§ Tugas A:
Hitung baris entri di bawah yang memuat kata "beige". Tuliskan angkanya saja.

The Story of Indonesian Heritage

Lingkungan Perumahan Laweyan

Laweyan merupakan suatu kawasan sentra industri batik yang unik, spesifik dan bersejarah. Dilihat dari segi sejarah, menurut Mlayadipuro (1984), keberadaan Kampung Laweyan Surakarta sudah ada sejak sebelum tahun 1500 M. Pada masa itu Kampung Laweyan dengan Pasar Laweyan dan Bandar Kabanarannya merupakan pusat perdagangan dan penjualan bahan sandang (lawe) Kerajaan Pajang yang ramai dan strategis (Priyatmono, 2004).
Ditinjau dari segi arsitektur rumah tinggal, Kampung Laweyan memiliki corak yang unik, khas, dan bersejarah disebabkan hampir sebagian besar rumah tinggal saudagar batiknya bercirikan arsitektur tradisional khas Laweyan. Atap bangunannya, kebanyakan menggunakan atap limasan bukan joglo. Dalam perkembangannya sebagai salah satu usaha untuk lebih mempertegas eksistensinya sebagai kawasan yang spesifik corak bangunan di Laweyan banyak dipengaruhi oleh gaya arsitektur Eropa dan Islam, sehingga banyak bermunculan bangunan bergaya arsitektur Indis (Jawa-Eropa) dan model “gedong” (Priyatmono, 2004).

§ Tugas B:
Jawab pertanyaan berikut berdasarkan teks tentang Laweyan di atas.
(i) Sejak kapan Kampung Laweyan sudah ada menurut Mlayadipuro (1984)?
(ii) Jenis atap apa yang kebanyakan digunakan pada bangunan rumah tinggal di Laweyan?
(iii) Gaya arsitektur apa saja yang banyak memengaruhi corak bangunan di Laweyan?

§ Entri Data:
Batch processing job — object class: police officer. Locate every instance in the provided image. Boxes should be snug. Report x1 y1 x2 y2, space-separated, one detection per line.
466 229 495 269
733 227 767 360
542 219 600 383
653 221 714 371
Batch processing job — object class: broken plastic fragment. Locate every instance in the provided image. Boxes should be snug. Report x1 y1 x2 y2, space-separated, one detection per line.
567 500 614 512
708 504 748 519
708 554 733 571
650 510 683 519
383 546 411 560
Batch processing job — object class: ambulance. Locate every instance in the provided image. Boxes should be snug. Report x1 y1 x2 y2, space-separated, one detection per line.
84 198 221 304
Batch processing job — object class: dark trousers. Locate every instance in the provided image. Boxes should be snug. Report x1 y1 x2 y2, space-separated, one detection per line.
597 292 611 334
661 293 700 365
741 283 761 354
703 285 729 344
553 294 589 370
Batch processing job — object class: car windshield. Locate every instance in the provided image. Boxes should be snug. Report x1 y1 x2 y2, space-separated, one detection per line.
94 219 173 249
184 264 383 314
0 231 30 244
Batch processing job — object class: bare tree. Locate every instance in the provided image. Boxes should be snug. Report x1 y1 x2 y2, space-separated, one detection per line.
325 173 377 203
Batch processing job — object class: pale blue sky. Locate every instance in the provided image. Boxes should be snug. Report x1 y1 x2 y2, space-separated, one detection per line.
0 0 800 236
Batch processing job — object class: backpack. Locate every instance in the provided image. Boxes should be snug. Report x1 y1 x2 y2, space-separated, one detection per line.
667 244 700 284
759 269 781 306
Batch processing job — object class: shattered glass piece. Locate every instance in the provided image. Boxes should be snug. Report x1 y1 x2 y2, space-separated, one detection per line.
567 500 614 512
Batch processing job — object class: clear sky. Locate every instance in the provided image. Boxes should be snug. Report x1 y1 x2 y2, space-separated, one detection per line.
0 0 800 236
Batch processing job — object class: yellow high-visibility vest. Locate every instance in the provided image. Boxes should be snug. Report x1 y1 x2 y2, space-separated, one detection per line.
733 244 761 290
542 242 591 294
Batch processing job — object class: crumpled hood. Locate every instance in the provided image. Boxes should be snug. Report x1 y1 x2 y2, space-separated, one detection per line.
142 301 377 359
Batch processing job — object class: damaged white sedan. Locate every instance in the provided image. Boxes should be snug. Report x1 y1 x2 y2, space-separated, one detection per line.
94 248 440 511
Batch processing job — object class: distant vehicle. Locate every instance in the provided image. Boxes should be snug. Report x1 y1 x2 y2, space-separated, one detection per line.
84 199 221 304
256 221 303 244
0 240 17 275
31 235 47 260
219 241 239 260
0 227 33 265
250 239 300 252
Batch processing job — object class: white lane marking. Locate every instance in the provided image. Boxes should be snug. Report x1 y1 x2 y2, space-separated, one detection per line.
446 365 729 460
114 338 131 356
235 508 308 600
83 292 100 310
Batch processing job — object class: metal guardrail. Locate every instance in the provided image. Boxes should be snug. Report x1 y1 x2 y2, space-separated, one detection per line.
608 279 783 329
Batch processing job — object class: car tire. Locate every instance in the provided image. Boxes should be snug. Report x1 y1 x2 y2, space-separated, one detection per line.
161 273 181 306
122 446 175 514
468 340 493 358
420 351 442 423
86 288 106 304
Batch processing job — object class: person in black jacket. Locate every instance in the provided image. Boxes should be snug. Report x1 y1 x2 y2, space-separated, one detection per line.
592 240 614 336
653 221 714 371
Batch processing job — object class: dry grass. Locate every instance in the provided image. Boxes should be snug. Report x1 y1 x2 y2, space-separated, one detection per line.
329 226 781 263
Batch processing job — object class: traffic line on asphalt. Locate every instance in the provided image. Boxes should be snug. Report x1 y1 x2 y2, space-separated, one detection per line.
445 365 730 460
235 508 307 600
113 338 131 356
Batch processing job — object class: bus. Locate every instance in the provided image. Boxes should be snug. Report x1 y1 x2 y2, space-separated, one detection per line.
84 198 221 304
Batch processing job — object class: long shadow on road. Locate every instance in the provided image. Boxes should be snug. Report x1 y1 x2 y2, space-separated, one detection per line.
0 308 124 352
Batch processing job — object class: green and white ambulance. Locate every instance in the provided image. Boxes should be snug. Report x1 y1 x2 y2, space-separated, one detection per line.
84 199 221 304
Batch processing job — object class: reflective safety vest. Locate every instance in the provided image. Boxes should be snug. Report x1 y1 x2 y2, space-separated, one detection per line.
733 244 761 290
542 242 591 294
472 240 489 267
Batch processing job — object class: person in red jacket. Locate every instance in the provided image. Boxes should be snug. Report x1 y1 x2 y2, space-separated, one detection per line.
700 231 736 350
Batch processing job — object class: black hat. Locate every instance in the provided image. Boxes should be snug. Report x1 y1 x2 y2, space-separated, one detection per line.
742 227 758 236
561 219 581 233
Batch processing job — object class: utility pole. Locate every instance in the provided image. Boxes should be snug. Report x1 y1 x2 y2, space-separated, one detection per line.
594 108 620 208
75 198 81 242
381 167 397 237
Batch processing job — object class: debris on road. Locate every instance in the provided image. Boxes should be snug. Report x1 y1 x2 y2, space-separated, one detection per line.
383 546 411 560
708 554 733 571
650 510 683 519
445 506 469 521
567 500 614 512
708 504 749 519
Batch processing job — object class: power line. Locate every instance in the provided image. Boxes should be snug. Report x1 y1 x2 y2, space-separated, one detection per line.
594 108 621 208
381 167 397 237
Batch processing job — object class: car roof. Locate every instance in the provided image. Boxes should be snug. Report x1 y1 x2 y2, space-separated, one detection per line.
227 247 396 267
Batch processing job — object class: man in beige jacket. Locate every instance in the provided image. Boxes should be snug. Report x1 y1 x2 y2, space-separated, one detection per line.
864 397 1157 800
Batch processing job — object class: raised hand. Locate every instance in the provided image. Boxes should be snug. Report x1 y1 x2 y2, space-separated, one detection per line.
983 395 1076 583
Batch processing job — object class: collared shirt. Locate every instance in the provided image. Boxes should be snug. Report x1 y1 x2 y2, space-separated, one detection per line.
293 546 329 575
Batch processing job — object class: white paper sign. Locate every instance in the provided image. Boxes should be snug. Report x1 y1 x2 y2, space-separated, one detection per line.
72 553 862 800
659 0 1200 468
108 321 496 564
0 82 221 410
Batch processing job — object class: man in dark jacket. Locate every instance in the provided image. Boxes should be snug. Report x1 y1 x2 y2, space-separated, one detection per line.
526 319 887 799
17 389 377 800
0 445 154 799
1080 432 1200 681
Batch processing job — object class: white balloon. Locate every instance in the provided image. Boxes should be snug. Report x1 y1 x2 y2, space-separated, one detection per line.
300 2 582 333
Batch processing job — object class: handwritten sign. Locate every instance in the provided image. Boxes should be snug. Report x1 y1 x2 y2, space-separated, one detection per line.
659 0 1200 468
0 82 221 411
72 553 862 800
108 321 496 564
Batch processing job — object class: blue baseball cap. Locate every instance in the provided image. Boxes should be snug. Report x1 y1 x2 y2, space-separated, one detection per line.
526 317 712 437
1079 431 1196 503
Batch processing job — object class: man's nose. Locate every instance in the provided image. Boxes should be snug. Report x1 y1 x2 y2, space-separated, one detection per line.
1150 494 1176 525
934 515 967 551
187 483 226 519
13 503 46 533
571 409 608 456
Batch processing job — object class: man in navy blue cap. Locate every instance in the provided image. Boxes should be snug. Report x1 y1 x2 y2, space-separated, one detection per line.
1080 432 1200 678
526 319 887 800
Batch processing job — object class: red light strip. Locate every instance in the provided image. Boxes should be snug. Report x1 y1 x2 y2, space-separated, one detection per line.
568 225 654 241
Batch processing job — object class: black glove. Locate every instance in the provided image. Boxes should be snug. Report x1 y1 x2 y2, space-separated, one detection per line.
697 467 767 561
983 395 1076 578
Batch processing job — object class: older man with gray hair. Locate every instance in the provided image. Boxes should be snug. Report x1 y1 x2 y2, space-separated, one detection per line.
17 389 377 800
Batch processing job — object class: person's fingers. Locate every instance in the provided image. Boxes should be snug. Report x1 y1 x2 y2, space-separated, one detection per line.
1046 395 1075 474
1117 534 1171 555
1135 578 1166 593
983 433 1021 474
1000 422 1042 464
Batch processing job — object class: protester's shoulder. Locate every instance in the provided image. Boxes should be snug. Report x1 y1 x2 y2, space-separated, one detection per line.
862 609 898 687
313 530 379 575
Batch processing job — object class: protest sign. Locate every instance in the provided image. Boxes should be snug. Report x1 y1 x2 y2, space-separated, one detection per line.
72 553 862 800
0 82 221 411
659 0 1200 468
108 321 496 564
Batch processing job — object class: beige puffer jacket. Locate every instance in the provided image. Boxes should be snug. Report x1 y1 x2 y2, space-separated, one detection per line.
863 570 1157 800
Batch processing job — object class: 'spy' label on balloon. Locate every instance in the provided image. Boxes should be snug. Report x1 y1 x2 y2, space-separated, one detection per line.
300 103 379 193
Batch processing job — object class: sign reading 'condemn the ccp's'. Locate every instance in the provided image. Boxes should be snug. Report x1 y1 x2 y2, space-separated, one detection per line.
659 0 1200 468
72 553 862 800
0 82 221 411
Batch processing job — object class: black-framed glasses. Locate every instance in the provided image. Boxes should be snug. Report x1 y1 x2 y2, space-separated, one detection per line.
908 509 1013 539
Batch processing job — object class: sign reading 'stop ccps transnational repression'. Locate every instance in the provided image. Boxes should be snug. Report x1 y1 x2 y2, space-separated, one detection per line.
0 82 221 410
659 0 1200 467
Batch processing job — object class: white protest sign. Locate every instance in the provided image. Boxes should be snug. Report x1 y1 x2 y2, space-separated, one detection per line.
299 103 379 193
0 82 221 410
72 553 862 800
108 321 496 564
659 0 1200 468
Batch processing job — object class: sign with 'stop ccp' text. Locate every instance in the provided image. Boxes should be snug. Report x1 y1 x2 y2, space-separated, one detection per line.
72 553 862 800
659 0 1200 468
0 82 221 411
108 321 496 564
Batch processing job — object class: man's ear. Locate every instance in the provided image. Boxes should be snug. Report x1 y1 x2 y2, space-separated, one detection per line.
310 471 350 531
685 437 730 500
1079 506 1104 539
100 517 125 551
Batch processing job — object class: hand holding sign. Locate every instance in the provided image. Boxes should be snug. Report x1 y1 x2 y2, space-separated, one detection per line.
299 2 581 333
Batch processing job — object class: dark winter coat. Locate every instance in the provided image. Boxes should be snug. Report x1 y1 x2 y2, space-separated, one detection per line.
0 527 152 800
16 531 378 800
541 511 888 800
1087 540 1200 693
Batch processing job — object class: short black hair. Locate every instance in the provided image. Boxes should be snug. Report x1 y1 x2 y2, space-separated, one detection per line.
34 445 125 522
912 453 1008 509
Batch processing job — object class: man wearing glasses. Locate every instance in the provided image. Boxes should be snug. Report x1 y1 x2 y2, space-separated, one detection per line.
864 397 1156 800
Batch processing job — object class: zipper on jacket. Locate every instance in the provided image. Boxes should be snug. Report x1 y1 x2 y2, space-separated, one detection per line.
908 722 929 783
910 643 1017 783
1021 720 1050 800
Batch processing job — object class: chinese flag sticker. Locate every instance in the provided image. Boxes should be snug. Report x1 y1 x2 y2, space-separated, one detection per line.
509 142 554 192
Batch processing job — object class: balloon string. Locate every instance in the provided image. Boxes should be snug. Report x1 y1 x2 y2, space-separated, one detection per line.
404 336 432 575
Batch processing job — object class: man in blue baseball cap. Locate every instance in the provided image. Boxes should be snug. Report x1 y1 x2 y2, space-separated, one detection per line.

§ Jawaban Lengkap A:
2

§ Jawaban Lengkap B:
(i) Sejak sebelum tahun 1500 M.
(ii) Atap limasan, bukan joglo.
(iii) Gaya arsitektur Eropa dan Islam.